### STATED EXERCISE
Retype the records below from the line with "Where can the dry" up to and including the line with "point(279, 684)", without changing anything.
--- Begin DATA ROWS ---
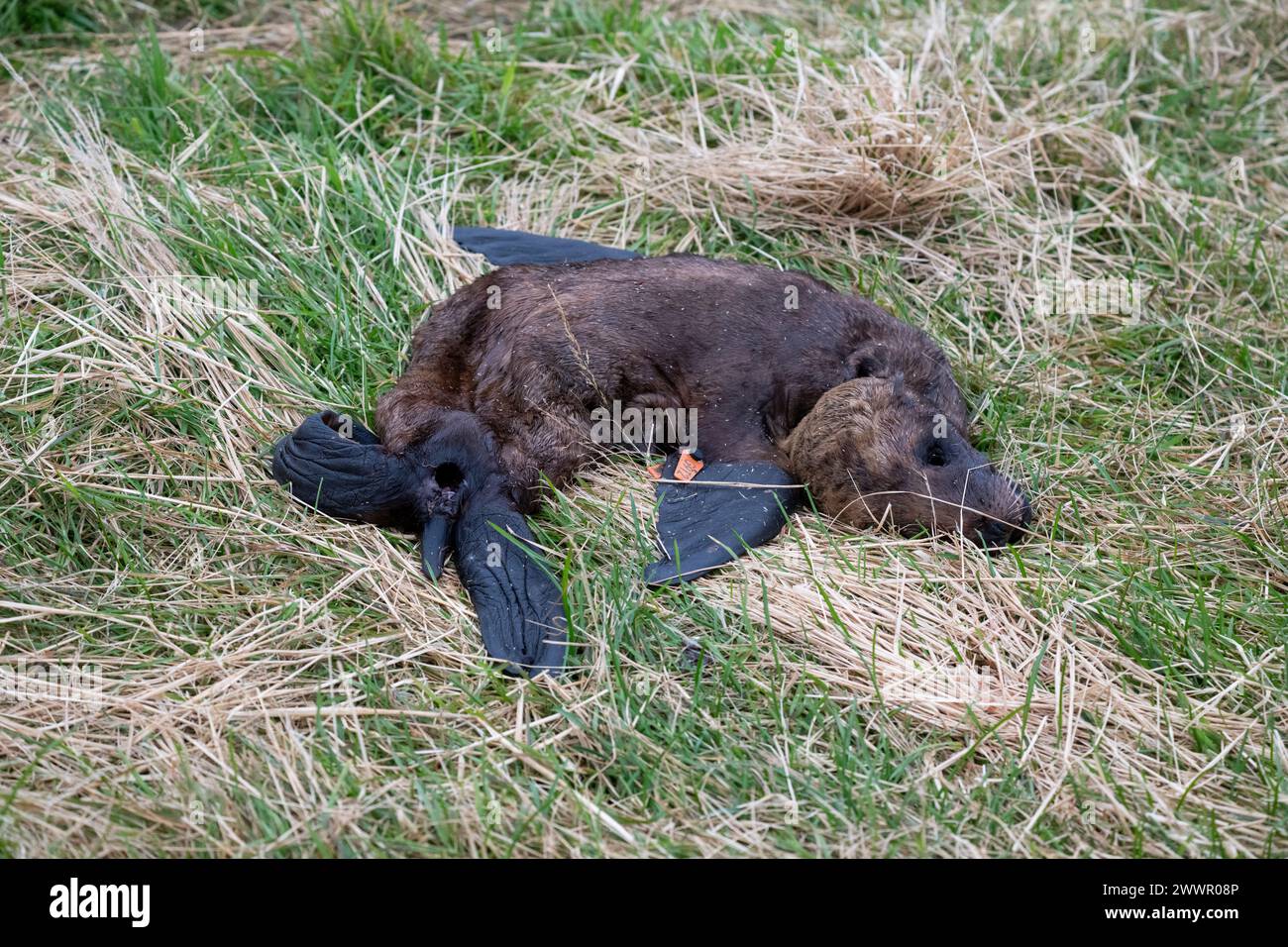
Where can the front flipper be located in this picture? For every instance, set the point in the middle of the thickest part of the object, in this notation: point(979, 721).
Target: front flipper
--- End DATA ROWS ---
--- Begin DATA ROWS ---
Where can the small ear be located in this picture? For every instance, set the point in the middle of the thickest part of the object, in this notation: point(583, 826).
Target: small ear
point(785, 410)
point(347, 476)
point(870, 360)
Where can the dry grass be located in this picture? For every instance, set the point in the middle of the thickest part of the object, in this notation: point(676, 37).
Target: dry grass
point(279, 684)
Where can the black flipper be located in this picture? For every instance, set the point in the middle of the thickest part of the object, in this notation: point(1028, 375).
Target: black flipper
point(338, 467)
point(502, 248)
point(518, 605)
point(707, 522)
--- End DATA ROWS ---
--- Begin DATA ROWS ---
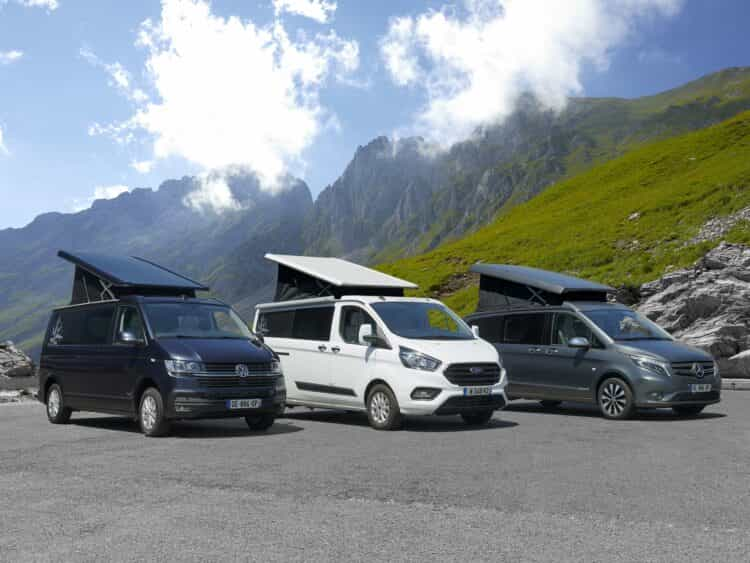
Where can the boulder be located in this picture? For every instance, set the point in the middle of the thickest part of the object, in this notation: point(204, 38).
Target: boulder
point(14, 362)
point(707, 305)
--- End DATA ROWS ---
### EXPECTED OUTPUT
Where can the dry grass be located in this picture? For every instance, set the point in the middle of the thickest part of the object, in this notation: point(676, 37).
Target: dry grass
point(279, 684)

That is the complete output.